Extracted data entries
* * * * *
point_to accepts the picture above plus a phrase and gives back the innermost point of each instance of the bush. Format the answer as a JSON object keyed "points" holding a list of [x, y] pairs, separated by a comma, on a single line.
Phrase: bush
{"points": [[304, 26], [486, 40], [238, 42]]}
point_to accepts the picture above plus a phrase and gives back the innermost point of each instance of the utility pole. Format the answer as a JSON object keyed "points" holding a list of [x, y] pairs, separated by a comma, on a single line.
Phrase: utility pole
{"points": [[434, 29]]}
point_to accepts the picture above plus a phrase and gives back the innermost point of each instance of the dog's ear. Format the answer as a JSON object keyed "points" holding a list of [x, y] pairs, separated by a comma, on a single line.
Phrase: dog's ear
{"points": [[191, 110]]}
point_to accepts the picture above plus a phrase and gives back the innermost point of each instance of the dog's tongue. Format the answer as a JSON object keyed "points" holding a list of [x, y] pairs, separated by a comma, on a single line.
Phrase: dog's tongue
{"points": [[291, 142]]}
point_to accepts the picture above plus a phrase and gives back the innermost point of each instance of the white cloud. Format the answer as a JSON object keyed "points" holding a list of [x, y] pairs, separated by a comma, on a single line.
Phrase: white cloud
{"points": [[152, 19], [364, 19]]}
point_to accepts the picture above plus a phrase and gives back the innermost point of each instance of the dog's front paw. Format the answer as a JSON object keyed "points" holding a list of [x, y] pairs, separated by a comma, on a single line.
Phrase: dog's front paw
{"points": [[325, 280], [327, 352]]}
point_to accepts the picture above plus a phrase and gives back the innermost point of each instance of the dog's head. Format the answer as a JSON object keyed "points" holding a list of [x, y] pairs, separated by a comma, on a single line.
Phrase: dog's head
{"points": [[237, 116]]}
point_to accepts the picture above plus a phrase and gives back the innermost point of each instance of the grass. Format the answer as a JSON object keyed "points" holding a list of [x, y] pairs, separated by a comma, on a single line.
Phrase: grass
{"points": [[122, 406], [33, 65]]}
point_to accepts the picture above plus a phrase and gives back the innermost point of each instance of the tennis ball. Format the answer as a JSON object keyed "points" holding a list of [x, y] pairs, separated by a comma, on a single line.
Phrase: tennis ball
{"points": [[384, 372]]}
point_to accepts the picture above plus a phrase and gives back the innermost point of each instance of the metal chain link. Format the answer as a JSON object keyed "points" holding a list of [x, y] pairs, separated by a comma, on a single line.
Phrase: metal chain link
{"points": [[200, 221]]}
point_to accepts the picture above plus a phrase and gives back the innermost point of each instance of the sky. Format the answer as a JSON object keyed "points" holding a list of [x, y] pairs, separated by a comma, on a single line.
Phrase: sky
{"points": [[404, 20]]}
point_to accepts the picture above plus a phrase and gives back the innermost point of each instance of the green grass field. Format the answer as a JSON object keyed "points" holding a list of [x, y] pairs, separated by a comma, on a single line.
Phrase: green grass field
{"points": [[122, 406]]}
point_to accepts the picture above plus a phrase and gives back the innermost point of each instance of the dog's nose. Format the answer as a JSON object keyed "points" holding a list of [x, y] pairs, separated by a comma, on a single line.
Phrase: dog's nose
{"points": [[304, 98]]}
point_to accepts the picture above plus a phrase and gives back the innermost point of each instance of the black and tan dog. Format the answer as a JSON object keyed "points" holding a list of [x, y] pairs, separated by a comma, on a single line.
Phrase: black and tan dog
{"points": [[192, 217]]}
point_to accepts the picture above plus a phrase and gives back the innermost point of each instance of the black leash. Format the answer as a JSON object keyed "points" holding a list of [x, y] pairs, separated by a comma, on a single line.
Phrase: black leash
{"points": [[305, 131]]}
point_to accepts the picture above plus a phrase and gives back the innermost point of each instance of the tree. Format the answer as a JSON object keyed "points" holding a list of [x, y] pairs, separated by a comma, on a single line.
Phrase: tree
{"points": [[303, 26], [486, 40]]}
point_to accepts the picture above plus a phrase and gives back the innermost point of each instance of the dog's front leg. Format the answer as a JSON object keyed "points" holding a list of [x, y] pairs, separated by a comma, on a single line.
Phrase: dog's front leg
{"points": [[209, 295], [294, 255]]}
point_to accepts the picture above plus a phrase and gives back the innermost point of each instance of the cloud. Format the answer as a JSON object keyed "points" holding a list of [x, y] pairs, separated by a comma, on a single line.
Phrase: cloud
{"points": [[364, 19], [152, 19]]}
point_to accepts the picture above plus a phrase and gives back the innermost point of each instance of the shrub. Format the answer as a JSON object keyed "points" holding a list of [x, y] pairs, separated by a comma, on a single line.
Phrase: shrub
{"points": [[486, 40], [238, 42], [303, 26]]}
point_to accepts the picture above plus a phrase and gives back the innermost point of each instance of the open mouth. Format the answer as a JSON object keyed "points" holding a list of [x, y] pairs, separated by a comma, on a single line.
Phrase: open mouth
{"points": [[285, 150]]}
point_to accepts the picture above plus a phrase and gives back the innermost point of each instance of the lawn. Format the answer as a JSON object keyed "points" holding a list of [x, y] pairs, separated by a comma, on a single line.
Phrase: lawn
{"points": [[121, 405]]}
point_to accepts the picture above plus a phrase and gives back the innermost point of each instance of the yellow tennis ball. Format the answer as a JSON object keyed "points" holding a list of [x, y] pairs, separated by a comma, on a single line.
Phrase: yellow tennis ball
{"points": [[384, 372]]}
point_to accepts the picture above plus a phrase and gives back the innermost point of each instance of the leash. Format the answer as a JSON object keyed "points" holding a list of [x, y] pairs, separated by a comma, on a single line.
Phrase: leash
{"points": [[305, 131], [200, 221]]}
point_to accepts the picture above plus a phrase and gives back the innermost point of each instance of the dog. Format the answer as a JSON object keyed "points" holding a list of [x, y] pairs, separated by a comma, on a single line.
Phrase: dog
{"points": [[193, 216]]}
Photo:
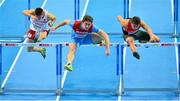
* * * * *
▶ Exercise brief: Reproduce every one of the records above verbatim, omitting the pictures.

▶ Exercise output:
point_to accepts the picture above plus a phrase and gives back the innermost point of each instance of the bush. Format the answer as a JSON object keyed "points" holding a list of [x, y] pairs, separated by a comma, on a single line.
Phrase: bush
{"points": [[304, 26], [486, 40], [238, 42]]}
point_to accepts the picture above plus a phrase and gives back the innermost point of each instance of the utility pole. Format the answer as a JSON object keyed "points" holding a list of [x, y] pairs, separated by a comma, on a single line.
Phrase: utility pole
{"points": [[434, 29]]}
point_to accepts the picture above plus a phrase and gives back the innermost point of each instance of the dog's ear. Format the answer as a JSON object keyed "points" holding a list of [x, y] pairs, separated by a comma, on a single line.
Phrase: dog's ear
{"points": [[191, 110]]}
point_to accepts the picture above plus a phrase and gives back the innermost point of each instance of the dog's tongue. Format the answer as a JSON object keyed "points" holding a list of [x, y] pairs, separated by a comma, on a single line.
Phrase: dog's tongue
{"points": [[291, 142]]}
point_to accepts the picture above plus a phrase and gives back the innermost point of each instance of the white cloud. Format the answer as a JSON object keyed "points" holding a list of [x, y] pairs, separated by a comma, on a single line.
Phrase: white cloud
{"points": [[152, 19], [364, 19]]}
point_to accepts the picture above plus a phrase and gives back the innermost point of each instance of the dog's front paw. Format the answer as a JSON object keyed "points" holding a list of [x, y] pairs, separated by a comma, on a single line.
Phrase: dog's front paw
{"points": [[325, 280], [327, 352]]}
point_to accepts the picture above plus a phrase and gives back the innermost point of each instance of the dog's head. Format the answer as a JSON object keyed "points" holding a list of [x, y] pairs, separated by a comma, on a single line.
Phrase: dog's head
{"points": [[237, 116]]}
point_to accepts the picture above plus a phrase and gives back the innermost point of each instance of the grass. Format the answer as a JSON object keyed "points" holding a list of [x, y] pairs, separated by a comma, on a single line.
Phrase: grass
{"points": [[122, 406], [33, 65]]}
point_to accepts the picture above plus a phrase and gives back the innermost point of each instance of the tennis ball. Format the answer as a JSON object keyed "points" holding a list of [x, y] pairs, separated by a comma, on a single line.
Phrase: tennis ball
{"points": [[384, 372]]}
point_to accepts the picture above plus a phrase and gives back the innermost point of each instance of the metal chain link. Format the answer as a JSON object keyed "points" holding a list of [x, y] pairs, separated by a comma, on a single line.
Phrase: metal chain link
{"points": [[200, 221]]}
point_to accepts the picture above plus a phrase and gives back the innermost point of each instance of the sky. Format the answer as a JSON object keyed "points" holding a list of [x, y] pairs, separated by a comma, on a single line.
Phrase: sky
{"points": [[404, 20]]}
point_to accepts the picture above plus a phrase and gives back the innermost point of each instance of the green grass field. Format the answer as a JSON object keyed "points" holding a list of [x, y] pairs, separated by a comma, on a single line.
Phrase: green grass field
{"points": [[122, 406]]}
point_to accepts the picture above plus a phrase and gives back the innermost point of each instance of the dog's nose. Format the answer as a JSON object keyed "points" holding a list of [x, y] pairs, separated by a comma, on a single line.
Phrase: dog's nose
{"points": [[304, 98]]}
point_to accepts the picture above plus a phrase and gives back the innermost point of each instance of the black and tan dog. Format the answer as a JSON object keyed "points" holding a list of [x, y] pairs, separated by a comma, on a single line.
Phrase: black and tan dog
{"points": [[192, 217]]}
point_to accepts the picture above plus a phrase and gives back the innermost point of each instance of the black leash. Format the answer as a JSON object keyed "points" holding a list of [x, y] pairs, separated by a comma, on a single line.
Phrase: black leash
{"points": [[305, 131]]}
point_to accepts the picture above plus a phrase and gives back the innermost point of each instance of the tree. Format the answer as a JSON object keyed "points" holding a list of [x, y] pairs, separated by a comma, on a single line.
Phrase: tree
{"points": [[303, 26], [486, 40]]}
point_to accepts the picture above plus a phrase and gives back the innermost point of each instance of the dog's front leg. Format the answer as a JSON object keyed "points" holding a list of [x, y] pairs, separated by a comma, on a single line.
Phrase: dog's front leg
{"points": [[209, 295], [294, 255]]}
point_to accepts the picture above plus a phrase and gives back the innermost point of each instance of the cloud. Format the answer as a JSON object keyed "points" holding a list of [x, y] pairs, separated by a comma, on a single line.
Phrase: cloud
{"points": [[364, 19], [152, 19]]}
point_to accepts the picture above plus a phrase and gives back the innermost point of each instance of the shrub. Format the answer as a JSON object keyed "points" holding a list of [x, y] pairs, separated by a comma, on a single line.
Phrase: shrub
{"points": [[486, 40], [238, 42], [303, 26]]}
point_to accepts the picture above plus a phrase and gives back the innermost point of each instance of the open mouth. Format the answer as a JSON object keyed "points" holding a list of [x, y] pairs, separated by a comma, on a single line.
Phrase: open mouth
{"points": [[285, 150]]}
point_to accepts the picture above plus a phrase and gives back the innermost point of each instance of the lawn. Format the answer as a JSON object keyed "points" holding a list of [x, y] pairs, separated by a comma, on a single line.
Phrase: lawn
{"points": [[121, 405]]}
point_to accepts the picture above plus a phrase and gives back the innermost point of each instance of the yellow tennis ball. Format the answer as a JSON object keyed "points" holding a list of [x, y] pairs, separated by a comma, on a single line.
Phrase: yellow tennis ball
{"points": [[384, 372]]}
point_to accepts the picture above plus a phrase and gives back the innermost point of each instance of the leash. Format the answer as a JSON object keyed "points" holding a list of [x, y] pairs, separated by a comma, on a single line.
Phrase: leash
{"points": [[305, 131], [200, 221]]}
point_to accepts the picture above plus a phrase and gives back the innermost point of each instance of the dog. Format the answer as a JSON object keyed "points" holding a list of [x, y] pairs, separated by a comma, on a single line.
Phrase: dog
{"points": [[193, 216]]}
Photo:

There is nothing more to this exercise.